### Data provided
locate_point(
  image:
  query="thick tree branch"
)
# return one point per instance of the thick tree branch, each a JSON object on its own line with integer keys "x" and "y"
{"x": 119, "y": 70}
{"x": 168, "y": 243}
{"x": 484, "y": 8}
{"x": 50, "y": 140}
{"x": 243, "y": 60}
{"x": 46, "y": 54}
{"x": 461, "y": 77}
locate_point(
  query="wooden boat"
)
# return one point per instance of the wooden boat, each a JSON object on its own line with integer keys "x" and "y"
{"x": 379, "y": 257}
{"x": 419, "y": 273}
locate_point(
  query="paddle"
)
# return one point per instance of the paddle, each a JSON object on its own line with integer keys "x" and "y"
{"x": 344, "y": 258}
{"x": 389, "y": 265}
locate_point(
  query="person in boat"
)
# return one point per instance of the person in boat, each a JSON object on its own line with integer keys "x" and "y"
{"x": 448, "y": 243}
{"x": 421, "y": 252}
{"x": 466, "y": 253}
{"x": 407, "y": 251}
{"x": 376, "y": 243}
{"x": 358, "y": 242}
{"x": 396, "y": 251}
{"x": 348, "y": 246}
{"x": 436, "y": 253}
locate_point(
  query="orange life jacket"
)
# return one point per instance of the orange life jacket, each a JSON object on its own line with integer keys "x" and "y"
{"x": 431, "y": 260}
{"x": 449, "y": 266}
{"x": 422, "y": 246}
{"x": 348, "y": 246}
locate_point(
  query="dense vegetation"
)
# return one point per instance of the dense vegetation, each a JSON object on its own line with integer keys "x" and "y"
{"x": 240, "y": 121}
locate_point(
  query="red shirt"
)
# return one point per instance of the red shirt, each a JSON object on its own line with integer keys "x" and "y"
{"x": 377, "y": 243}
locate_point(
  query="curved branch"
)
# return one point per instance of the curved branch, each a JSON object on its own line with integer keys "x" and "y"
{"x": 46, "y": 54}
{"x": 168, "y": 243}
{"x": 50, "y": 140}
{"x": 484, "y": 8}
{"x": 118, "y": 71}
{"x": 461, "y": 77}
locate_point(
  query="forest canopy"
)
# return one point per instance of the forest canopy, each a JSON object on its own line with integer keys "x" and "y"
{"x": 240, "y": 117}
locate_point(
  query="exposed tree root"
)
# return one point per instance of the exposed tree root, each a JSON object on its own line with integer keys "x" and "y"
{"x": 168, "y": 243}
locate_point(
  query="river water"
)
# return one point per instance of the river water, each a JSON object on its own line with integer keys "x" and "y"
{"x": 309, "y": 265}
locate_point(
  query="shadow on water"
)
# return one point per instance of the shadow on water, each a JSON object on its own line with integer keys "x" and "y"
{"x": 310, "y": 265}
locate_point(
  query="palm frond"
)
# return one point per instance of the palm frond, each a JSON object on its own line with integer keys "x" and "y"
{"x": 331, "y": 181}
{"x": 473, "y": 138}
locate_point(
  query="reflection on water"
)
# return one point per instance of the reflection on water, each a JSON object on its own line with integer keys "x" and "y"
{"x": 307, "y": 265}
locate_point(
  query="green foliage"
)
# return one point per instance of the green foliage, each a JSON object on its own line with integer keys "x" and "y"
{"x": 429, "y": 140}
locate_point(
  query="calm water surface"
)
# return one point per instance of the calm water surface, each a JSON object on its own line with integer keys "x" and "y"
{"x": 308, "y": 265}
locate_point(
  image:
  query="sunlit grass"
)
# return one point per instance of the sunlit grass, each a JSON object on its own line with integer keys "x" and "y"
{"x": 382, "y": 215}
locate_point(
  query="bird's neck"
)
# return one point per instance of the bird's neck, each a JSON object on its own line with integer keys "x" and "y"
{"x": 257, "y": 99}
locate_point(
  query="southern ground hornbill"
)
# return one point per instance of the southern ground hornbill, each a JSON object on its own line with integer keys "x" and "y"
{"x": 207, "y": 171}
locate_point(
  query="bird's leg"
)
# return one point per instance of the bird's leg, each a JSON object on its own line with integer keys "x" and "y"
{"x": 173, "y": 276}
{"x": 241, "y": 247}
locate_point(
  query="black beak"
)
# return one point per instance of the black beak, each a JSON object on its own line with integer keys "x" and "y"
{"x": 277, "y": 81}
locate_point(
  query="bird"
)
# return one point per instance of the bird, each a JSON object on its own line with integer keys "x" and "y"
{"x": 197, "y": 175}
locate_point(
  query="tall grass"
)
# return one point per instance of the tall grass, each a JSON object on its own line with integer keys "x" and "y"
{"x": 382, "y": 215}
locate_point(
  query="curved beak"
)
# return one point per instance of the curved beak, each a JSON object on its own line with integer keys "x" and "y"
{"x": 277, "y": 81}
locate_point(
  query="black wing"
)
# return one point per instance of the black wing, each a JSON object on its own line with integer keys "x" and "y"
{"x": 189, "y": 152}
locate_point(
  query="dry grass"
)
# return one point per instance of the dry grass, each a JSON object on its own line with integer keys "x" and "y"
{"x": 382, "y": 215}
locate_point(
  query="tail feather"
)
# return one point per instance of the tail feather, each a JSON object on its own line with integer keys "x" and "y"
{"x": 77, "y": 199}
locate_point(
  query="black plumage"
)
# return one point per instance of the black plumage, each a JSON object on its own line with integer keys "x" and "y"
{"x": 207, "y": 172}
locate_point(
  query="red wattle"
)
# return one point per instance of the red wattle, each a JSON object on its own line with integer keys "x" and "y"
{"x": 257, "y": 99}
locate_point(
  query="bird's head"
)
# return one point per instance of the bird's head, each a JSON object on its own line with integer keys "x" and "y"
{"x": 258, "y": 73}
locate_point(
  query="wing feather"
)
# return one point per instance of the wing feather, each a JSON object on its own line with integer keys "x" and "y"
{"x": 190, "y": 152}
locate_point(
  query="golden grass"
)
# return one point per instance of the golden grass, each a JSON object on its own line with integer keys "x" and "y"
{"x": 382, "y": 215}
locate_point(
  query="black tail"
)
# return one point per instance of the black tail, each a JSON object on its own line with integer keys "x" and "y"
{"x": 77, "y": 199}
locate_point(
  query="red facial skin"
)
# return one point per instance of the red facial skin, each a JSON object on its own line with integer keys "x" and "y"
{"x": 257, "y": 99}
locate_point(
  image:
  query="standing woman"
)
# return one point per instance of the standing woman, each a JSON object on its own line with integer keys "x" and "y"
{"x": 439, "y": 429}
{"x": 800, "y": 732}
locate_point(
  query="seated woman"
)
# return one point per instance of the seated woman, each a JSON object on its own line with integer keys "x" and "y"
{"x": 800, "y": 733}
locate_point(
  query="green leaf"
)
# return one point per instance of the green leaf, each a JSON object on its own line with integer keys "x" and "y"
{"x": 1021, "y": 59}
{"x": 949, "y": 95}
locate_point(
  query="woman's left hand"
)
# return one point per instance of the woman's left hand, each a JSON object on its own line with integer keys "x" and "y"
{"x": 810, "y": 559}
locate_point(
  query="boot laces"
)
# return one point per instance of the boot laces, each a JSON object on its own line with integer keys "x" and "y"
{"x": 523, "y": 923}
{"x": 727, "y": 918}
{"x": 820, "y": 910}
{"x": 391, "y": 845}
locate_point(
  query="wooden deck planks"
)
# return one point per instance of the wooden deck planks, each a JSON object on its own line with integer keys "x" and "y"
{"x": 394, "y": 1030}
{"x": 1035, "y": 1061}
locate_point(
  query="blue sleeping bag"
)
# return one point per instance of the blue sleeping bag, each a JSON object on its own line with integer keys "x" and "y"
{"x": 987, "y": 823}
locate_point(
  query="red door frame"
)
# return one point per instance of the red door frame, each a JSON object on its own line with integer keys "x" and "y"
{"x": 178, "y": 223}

### Exercise details
All of the entries above need to be reproduced exactly.

### Problem solution
locate_point(
  image:
  query="thick tree branch"
)
# return one point per instance of the thick tree branch, each a JSON object on its own line with integer keys "x" and "y"
{"x": 119, "y": 70}
{"x": 168, "y": 243}
{"x": 484, "y": 8}
{"x": 50, "y": 140}
{"x": 243, "y": 60}
{"x": 46, "y": 54}
{"x": 461, "y": 77}
locate_point(
  query="wooden boat"
)
# return one point per instance of the wooden boat, each a JSON object on its own line with integer keys "x" and "y"
{"x": 379, "y": 257}
{"x": 419, "y": 273}
locate_point(
  query="paddle"
)
# return one point per instance of the paddle, each a JSON object on its own line with integer keys "x" and "y"
{"x": 344, "y": 258}
{"x": 389, "y": 265}
locate_point(
  query="person in boat"
)
# return one point per instance of the person in boat, each a JSON object on its own line with integer keys "x" and "y"
{"x": 448, "y": 243}
{"x": 421, "y": 252}
{"x": 466, "y": 253}
{"x": 407, "y": 251}
{"x": 376, "y": 243}
{"x": 358, "y": 242}
{"x": 396, "y": 251}
{"x": 348, "y": 246}
{"x": 436, "y": 253}
locate_point(
  query="orange life jacket"
)
# return one point per instance of the orange life jacket, each a JSON object on its own line with integer keys "x" and "y"
{"x": 431, "y": 260}
{"x": 449, "y": 266}
{"x": 422, "y": 246}
{"x": 348, "y": 246}
locate_point(
  query="dense vegetation"
)
# return one point per instance of the dense vegetation, each a JSON object on its own line with integer keys "x" and "y"
{"x": 240, "y": 121}
locate_point(
  query="red shirt"
)
# return one point per instance of the red shirt, each a JSON object on its own line with integer keys "x" and "y"
{"x": 377, "y": 243}
locate_point(
  query="curved branch"
)
# return one point per instance of the curved branch, each a JSON object on its own line with integer keys "x" and "y"
{"x": 46, "y": 54}
{"x": 168, "y": 243}
{"x": 50, "y": 140}
{"x": 484, "y": 8}
{"x": 118, "y": 71}
{"x": 461, "y": 77}
locate_point(
  query="forest canopy"
)
# return one point per instance of the forest canopy, each a JSON object on its own line with integer keys "x" and "y"
{"x": 240, "y": 117}
locate_point(
  query="exposed tree root"
)
# return one point per instance of the exposed tree root, each a JSON object on its own line with integer keys "x" and "y"
{"x": 168, "y": 243}
locate_point(
  query="river water"
)
# return one point per instance of the river water, each a JSON object on its own line with integer keys "x" and "y"
{"x": 309, "y": 265}
locate_point(
  query="shadow on water"
)
# return one point per instance of the shadow on water, each a JSON object on its own line with integer keys "x" and "y"
{"x": 310, "y": 265}
locate_point(
  query="palm frond"
)
# return one point per instance of the palm frond, each a JSON object on its own line with integer keys "x" and "y"
{"x": 331, "y": 181}
{"x": 473, "y": 138}
locate_point(
  query="reflection on water"
)
# return one point per instance of the reflection on water, each a JSON object on its own line with integer keys "x" and "y"
{"x": 307, "y": 265}
locate_point(
  query="green foliage"
)
# return one point per instance of the green foliage, each a JSON object on its own line with integer keys "x" and "y"
{"x": 429, "y": 140}
locate_point(
  query="calm water surface"
)
# return one point per instance of the calm water surface, each a JSON object on its own line with integer keys "x" and "y"
{"x": 308, "y": 265}
locate_point(
  image:
  query="sunlit grass"
)
# return one point per instance of the sunlit grass, each a JSON object on its own line with integer keys "x" and "y"
{"x": 382, "y": 215}
locate_point(
  query="bird's neck"
)
# return one point per instance of the bird's neck, each a JSON object on its own line with integer keys "x" and "y"
{"x": 257, "y": 99}
locate_point(
  query="southern ground hornbill"
)
# return one point per instance of the southern ground hornbill, each a JSON object on its own line with integer keys "x" and "y"
{"x": 207, "y": 171}
locate_point(
  query="bird's leg"
)
# return one point per instance of the bird's leg, each a JSON object on its own line with integer keys "x" and "y"
{"x": 173, "y": 276}
{"x": 241, "y": 247}
locate_point(
  query="black beak"
)
# return one point per instance of the black beak, each a JSON object on its own line with integer keys "x" and "y"
{"x": 277, "y": 81}
locate_point(
  query="bird"
)
# return one point per instance of the bird, each a JSON object on its own line with integer keys "x" and "y"
{"x": 197, "y": 175}
locate_point(
  query="tall grass"
)
# return one point per instance of the tall grass, each a JSON object on its own line with integer keys "x" and "y"
{"x": 382, "y": 215}
locate_point(
  query="curved beak"
)
# return one point per instance of the curved beak, each a JSON object on its own line with integer keys "x" and "y"
{"x": 277, "y": 81}
locate_point(
  query="black wing"
)
# return one point per instance of the black wing, each a JSON object on its own line with integer keys "x" and "y"
{"x": 189, "y": 152}
locate_point(
  query="dry grass"
)
# return one point per instance of the dry grass, each a JSON object on its own line with integer keys "x" and "y"
{"x": 382, "y": 215}
locate_point(
  query="tail feather"
)
# return one point per instance of the tail feather, each a JSON object on its own line with integer keys "x" and "y"
{"x": 77, "y": 199}
locate_point(
  query="black plumage"
)
# return one point per instance of the black plumage, each a JSON object on its own line with integer keys "x" and "y"
{"x": 207, "y": 172}
locate_point(
  query="red wattle"
)
# return one point per instance of the red wattle, each a JSON object on its own line with integer keys "x" and "y"
{"x": 257, "y": 99}
locate_point(
  query="bird's head"
)
# return one point per instance of the bird's head, each a JSON object on its own line with integer keys "x" and "y"
{"x": 258, "y": 73}
locate_point(
  query="wing feather"
)
# return one point per instance of the wing feather, each a JSON object on its own line with integer keys "x" and "y"
{"x": 190, "y": 152}
locate_point(
  query="golden grass"
)
# return one point per instance of the golden grass, each a JSON object on its own line with integer keys "x" and "y"
{"x": 382, "y": 215}
locate_point(
  query="black tail"
)
# return one point per instance of the black tail, each a JSON object on its own line with integer keys "x" and "y"
{"x": 77, "y": 199}
locate_point(
  query="red facial skin"
)
# return one point per instance of the red facial skin, each a JSON object on its own line with integer keys "x" and "y"
{"x": 257, "y": 99}
locate_point(
  image:
  query="standing woman"
)
# return one point per instance of the standing woman, each a JSON object on its own line with integer keys "x" and "y"
{"x": 439, "y": 429}
{"x": 800, "y": 732}
locate_point(
  query="seated woman"
)
# return one point per instance of the seated woman, each a JSON object on its own line with integer keys "x" and "y"
{"x": 800, "y": 733}
locate_point(
  query="green leaf"
)
# return one point per instance of the green leaf, each a JSON object on its own line with integer keys "x" and "y"
{"x": 1021, "y": 59}
{"x": 949, "y": 95}
locate_point(
  query="woman's left hand"
)
# return one point per instance of the woman's left hand, each a JSON object on its own line with integer keys "x" and "y"
{"x": 810, "y": 559}
locate_point(
  query="boot laces"
)
# return one point per instance of the boot laces, each a JSON object on its own line with integer keys "x" and "y"
{"x": 523, "y": 923}
{"x": 727, "y": 918}
{"x": 820, "y": 910}
{"x": 391, "y": 845}
locate_point(
  query="wooden deck planks"
)
# return one point per instance of the wooden deck planks, each a JSON object on its own line with integer keys "x" and "y"
{"x": 394, "y": 1030}
{"x": 1035, "y": 1061}
locate_point(
  query="blue sleeping bag"
)
# return one point per instance of the blue sleeping bag, each a JSON object on its own line with integer keys "x" and "y"
{"x": 987, "y": 823}
locate_point(
  query="red door frame"
)
# return one point per instance of the red door frame, each a JSON object on its own line with integer keys "x" and "y"
{"x": 178, "y": 223}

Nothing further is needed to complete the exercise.